::: EXCERPT PROVIDED

Referring now to block 808, in one embodiment, the scoring module 104 may use the above-mentioned neural network-based SVM classifier to generate the supplier efficiency score (also listed in column 602 in FIGS. 6-7). The SVM classifier may not only process the supply efficiency feature-specific attributes shown in FIG. 5, but also may process the exemplary content shown at block 809—such as, for example, the production and/or warehousing capacity of the supplier, the transportation capability of the supplier, the proximity of the supplier's location from which the product (in the MRP 107) may be supplied to the business entity requesting the product (here, the buyer or manufacturer associated with the MRP 107), and so on. Based on the evaluation of all such information from one or more sources (online and/or off-line), the scoring module 104 may generate the supplier efficiency score 808. In case of the block 811, in one embodiment, the scoring module 104 may use the Bayesian network-based forecasting and scoring to generate the supplier change flexibility score (or, simply, the “flexibility score” in column 602 in FIGS. 6-7). The Bayesian network may not only process the supplier change flexibility feature-specific attributes shown in FIG. 5, but also may process the exemplary content shown at block 812—such as, for example, the supplier's ability to ship a product shipment through air, road, and water transport; the supplier's capability to fulfill a product order sent to the supplier on an ad-hoc (or last-minute) basis; and so on. Based on the evaluation of such information from one or more sources (online and/or off-line), the scoring module 104 may generate the supplier change flexibility score 811.

::::::
::: DATA TO USE

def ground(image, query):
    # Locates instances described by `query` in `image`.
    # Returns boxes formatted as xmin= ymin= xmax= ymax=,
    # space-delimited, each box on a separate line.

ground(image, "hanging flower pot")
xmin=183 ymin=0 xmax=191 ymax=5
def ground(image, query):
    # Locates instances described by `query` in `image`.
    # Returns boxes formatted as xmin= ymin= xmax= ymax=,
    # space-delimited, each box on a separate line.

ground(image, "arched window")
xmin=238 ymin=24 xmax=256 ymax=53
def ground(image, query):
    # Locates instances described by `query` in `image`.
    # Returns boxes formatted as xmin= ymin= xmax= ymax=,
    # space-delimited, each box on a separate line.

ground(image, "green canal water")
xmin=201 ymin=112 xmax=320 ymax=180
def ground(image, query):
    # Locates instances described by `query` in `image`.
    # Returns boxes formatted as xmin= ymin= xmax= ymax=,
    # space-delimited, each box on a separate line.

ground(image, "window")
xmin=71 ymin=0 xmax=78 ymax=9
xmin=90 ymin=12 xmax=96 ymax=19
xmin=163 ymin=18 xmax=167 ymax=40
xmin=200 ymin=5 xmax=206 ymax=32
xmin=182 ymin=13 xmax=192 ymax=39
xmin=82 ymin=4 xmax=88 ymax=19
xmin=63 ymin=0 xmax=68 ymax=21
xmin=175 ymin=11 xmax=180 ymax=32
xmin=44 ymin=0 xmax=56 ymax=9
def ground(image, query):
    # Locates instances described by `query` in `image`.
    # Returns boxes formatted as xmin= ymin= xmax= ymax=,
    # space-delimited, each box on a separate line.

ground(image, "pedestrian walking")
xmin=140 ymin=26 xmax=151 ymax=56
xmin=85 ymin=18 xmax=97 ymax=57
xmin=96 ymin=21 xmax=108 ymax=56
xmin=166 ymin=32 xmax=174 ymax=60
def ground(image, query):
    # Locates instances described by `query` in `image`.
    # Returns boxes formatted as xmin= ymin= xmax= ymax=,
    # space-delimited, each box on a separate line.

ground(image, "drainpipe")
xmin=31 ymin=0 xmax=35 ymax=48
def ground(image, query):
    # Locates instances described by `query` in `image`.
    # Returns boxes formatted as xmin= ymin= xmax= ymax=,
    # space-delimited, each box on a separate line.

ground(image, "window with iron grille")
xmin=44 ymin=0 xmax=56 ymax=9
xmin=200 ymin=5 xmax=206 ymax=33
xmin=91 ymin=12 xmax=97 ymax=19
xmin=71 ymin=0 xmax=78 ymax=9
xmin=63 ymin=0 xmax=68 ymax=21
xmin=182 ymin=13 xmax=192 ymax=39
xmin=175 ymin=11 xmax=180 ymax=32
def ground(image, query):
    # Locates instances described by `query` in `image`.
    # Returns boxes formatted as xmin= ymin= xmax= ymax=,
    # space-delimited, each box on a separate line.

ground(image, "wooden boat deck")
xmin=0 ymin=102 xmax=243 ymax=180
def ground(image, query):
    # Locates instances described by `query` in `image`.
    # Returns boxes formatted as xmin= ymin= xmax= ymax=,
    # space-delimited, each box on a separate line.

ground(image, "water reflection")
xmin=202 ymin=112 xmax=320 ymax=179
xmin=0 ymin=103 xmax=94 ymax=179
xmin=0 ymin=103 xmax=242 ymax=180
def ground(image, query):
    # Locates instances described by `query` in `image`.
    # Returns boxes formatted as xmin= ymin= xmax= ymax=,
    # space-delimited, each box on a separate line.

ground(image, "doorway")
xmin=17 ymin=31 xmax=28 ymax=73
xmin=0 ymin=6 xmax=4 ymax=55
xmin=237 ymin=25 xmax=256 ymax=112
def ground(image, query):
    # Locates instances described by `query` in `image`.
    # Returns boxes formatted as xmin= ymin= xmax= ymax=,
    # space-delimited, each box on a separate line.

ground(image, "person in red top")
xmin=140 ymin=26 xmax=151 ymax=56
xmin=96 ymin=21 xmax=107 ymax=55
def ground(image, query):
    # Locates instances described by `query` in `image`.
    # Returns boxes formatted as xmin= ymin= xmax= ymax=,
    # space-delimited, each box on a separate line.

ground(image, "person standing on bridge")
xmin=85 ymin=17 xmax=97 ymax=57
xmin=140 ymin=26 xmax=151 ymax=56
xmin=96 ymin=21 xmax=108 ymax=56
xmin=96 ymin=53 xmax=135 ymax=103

::::::

GIVEN EXERCISE A: Reproduce the passage on supplier scoring word for word, in full.
GIVEN EXERCISE B: Update the entries from their first line through the line containing "xmin=183 ymin=0 xmax=191 ymax=5", inclusive, replacing "hanging flower pot" with "window box" and leaving everything else unchanged. Give only those lines.
The passage and the entries are unrelated to each other.

EXERCISE ANSWER A:
Referring now to block 808, in one embodiment, the scoring module 104 may use the above-mentioned neural network-based SVM classifier to generate the supplier efficiency score (also listed in column 602 in FIGS. 6-7). The SVM classifier may not only process the supply efficiency feature-specific attributes shown in FIG. 5, but also may process the exemplary content shown at block 809—such as, for example, the production and/or warehousing capacity of the supplier, the transportation capability of the supplier, the proximity of the supplier's location from which the product (in the MRP 107) may be supplied to the business entity requesting the product (here, the buyer or manufacturer associated with the MRP 107), and so on. Based on the evaluation of all such information from one or more sources (online and/or off-line), the scoring module 104 may generate the supplier efficiency score 808. In case of the block 811, in one embodiment, the scoring module 104 may use the Bayesian network-based forecasting and scoring to generate the supplier change flexibility score (or, simply, the “flexibility score” in column 602 in FIGS. 6-7). The Bayesian network may not only process the supplier change flexibility feature-specific attributes shown in FIG. 5, but also may process the exemplary content shown at block 812—such as, for example, the supplier's ability to ship a product shipment through air, road, and water transport; the supplier's capability to fulfill a product order sent to the supplier on an ad-hoc (or last-minute) basis; and so on. Based on the evaluation of such information from one or more sources (online and/or off-line), the scoring module 104 may generate the supplier change flexibility score 811.

EXERCISE ANSWER B:
def ground(image, query):
    # Locates instances described by `query` in `image`.
    # Returns boxes formatted as xmin= ymin= xmax= ymax=,
    # space-delimited, each box on a separate line.

ground(image, "window box")
xmin=183 ymin=0 xmax=191 ymax=5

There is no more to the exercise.